— Start Quoted passage —
Douglas Baptista (born 1962), known as The São Vicente Maniac (Portuguese: Maníaco de São Vicente), is a Brazilian serial killer who drowned at least eight children in the Baixada Santista metropolitan area from 1992 to 2003. Arrested and convicted for several of the crimes, he is currently serving a lengthy sentence.

Crimes 

As victims, Baptista would choose poor children aged between five and twelve years of age. He would usually befriend the children's family members and often offered them gifts, but sometimes he would simply offer to take them on a walk or fishing trip.

When they arrived at a suitable location, Baptista would tie the victims up, likely rape them (thus far, rape could be proven only in one case, as semen was found in the victim's vagina) and throw them into a body of water - a river, mangrove or sea - and drown them. Other victims may also have been strangled.

Christmas murders 
On Christmas Day in 2003, two girls disappeared from their homes in São Vicente. The victims were Nathaly Jenifer Ribeiro and Najila de Jesus, both five years old. Their bodies were found four days later floating in the Mambu River near Itanhaém, with both hands and feet tied. Authorities rigorously searched for the criminal at the time, but were unable to link any potential suspect.

Investigation and arrest 
Baptista was initially arrested for the murders in 2004, but despite confessing to them, he was not convicted and was released. Some time later, Baptista moved to Porto Alegre, where he lived for the next few years. In 2013, he was arrested for the murder of Fabiana dos Santos and sentenced to serve 18 years at the São Vicente Penitentiary for her murder, but was later paroled.
— End Quoted passage —
— Start Given information —
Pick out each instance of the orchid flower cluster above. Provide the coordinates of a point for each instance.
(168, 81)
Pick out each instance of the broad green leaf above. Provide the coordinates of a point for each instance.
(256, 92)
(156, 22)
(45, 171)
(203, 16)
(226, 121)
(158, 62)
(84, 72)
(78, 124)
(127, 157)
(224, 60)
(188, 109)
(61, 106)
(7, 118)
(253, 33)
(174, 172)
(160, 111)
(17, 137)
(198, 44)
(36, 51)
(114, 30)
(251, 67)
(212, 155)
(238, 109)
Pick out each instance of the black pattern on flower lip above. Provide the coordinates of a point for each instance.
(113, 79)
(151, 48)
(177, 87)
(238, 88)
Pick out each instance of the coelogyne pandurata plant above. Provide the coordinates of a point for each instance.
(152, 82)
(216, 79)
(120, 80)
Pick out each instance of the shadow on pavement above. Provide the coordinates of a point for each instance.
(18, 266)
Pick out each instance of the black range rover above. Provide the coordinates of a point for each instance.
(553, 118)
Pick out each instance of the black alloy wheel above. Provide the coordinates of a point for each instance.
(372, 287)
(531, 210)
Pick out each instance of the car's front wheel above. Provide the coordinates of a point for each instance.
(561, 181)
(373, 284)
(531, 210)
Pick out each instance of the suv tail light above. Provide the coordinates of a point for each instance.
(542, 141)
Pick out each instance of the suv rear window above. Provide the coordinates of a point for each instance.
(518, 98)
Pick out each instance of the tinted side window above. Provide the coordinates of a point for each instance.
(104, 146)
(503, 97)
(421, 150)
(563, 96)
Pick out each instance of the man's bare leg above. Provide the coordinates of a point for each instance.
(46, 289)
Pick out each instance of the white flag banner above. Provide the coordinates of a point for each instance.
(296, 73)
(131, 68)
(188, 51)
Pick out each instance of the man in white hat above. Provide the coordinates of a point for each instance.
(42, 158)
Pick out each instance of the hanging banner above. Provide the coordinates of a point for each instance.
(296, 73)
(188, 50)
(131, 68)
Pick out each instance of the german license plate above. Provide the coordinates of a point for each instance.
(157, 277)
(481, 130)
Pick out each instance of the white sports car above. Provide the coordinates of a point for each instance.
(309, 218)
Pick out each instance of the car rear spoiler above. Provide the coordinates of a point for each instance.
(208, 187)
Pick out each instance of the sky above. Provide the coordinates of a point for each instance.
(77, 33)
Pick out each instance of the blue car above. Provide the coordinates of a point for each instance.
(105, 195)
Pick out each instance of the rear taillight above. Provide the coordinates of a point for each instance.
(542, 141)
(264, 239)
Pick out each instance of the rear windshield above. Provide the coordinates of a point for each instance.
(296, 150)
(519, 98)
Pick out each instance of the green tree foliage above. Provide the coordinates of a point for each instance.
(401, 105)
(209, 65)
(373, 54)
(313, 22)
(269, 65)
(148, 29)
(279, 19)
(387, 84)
— End Given information —
◆ **Task prompt**: Pull out verbatim the stretch of the São Vicente Maniac article above starting at "When they arrived" and ending at "any potential suspect.".

◆ **Output for this exercise**:
When they arrived at a suitable location, Baptista would tie the victims up, likely rape them (thus far, rape could be proven only in one case, as semen was found in the victim's vagina) and throw them into a body of water - a river, mangrove or sea - and drown them. Other victims may also have been strangled.

Christmas murders 
On Christmas Day in 2003, two girls disappeared from their homes in São Vicente. The victims were Nathaly Jenifer Ribeiro and Najila de Jesus, both five years old. Their bodies were found four days later floating in the Mambu River near Itanhaém, with both hands and feet tied. Authorities rigorously searched for the criminal at the time, but were unable to link any potential suspect.